# Extract
++++++

It's hard to believe that anybody could listen to these rantings for an entire
82-game season. Tonight, the players seem a little slow to respond to Pitino,
and I wonder if they've begun to just tune him out.
Eventually, even Pitino seems to give up. The game is a sloppy mess of bad
passes, missed dunks, and lazy shots, and he sits down in frustration midway
through the second quarter. His team doesn't look like a playoff contender --
it looks like a bunch of second-stringers, even against the sluggish Pistons.
Pitino's histrionics have never been a secret. But Wire Boy is a revelation to
me. Wire Boy is a beleaguered TV cameraman's assistant who takes an empty chair
next to me; his entire job consists of carrying the camera wire that trails
behind his boss. Mostly the cameraman films from just behind the sidelines, and
Wire Boy can relax and munch on snack mix. But during time-outs the cameraman
will run onto the court to shoot the crowd or a huddle, and Wire Boy, a
dough-faced collegiate guy in a baseball hat, bolts from his chair and scurries
onto the court, letting the wire play out through his hands and then quickly
whipping it off-court before play resumes.
Wire Boy lives in fear of one thing: tripping a player. After every time-out,
he returns winded and flustered. But in some touching way, he obviously
considers the job of cameraman to be the most exciting in the world.
"That guy likes to live dangerous," he declares, after just barely pulling the
wire out from under the foot of Dana Barros. "You won't believe what he
does in the second half." What this means will remain a mystery to me.
8:22 The second half opens with the Celtics holding a 38-37 lead.
Mercifully, the quality of play picks up as the Celtic shooters come alive.
All the good stuff, though, keeps happening off the court. Tonight, the most
entertaining thing of all was something I missed entirely, at least until I
watched a tape of the Fox TV broadcast later. That's when I found out What
Happened to Heinsohn.
An irritable, gravelly-voiced former player and coach, Tom Heinsohn, the
Celtics' longtime play-by-play man, is famously partisan on the air. People
have complained about his shameless cheerleading for years -- he once got into
trouble for reacting to a foul call with an on-air shout of "Oh, that's
bullshit!" -- but tonight he enters uncharted waters.
In the mid-third quarter, Travis Knight has been called for an offensive foul,
which he clearly deserves. Heinsohn, who calls the game from a press table
alongside the court, goes off.
"I -- I gotta tell ya," says Heinsohn, "that -- that is ridiculous!
Now, he's called two offensive fouls on two of the Celtic player--"
Abruptly, Heinsohn stops talking. There is a pause. Then, "Aaah, ya--," and
something that sounds like "Bah."
Then there's a long silence.

++++++

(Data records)
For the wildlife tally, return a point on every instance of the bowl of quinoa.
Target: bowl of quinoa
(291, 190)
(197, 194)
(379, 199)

++++++

# Directives
(a) Update the data records by putting "plate of rice" in place of "bowl of quinoa", with nothing else changed.
(b) Carry the account of the Celtics game forward from its last line.

# Per-task answers
(a)
For the wildlife tally, return a point on every instance of the plate of rice.
Target: plate of rice
(291, 190)
(197, 194)
(379, 199)

(b)
Heinsohn's partner, the chipper color commentator Mike Gorman, finally speaks
up. "Did -- he just threaten to toss you?"
Heinsohn, seething: "He did. Brave man."
This is a fascinating moment. A referee is finally fighting back against
Heinsohn's obnoxious nonstop complaining about calls against his team. Gorman
is incredulous. "[Referee] Terry Durham just threatened to throw Tom Heinsohn
out of the game. That's a first. I've never seen that before," he says.
Heinsohn: "I'm gonna have a little discussion with Terry Durham after the
game."
After the game, before I've gone home and heard this exchange on tape, I will
wonder why big Tommy Heinsohn is hanging around by the locker rooms with an
angry look on his face. Now I know.
9:35 Final buzzer. Pistons win, 96-92. It's a gut-wrenching loss for
the Celtics: given a chance to tie with 18 seconds remaining, Ron Mercer
bricked a shot, Walker got the rebound -- but lost the ball. Game over. The
slump-shouldered Celtics make a quick exit from the court.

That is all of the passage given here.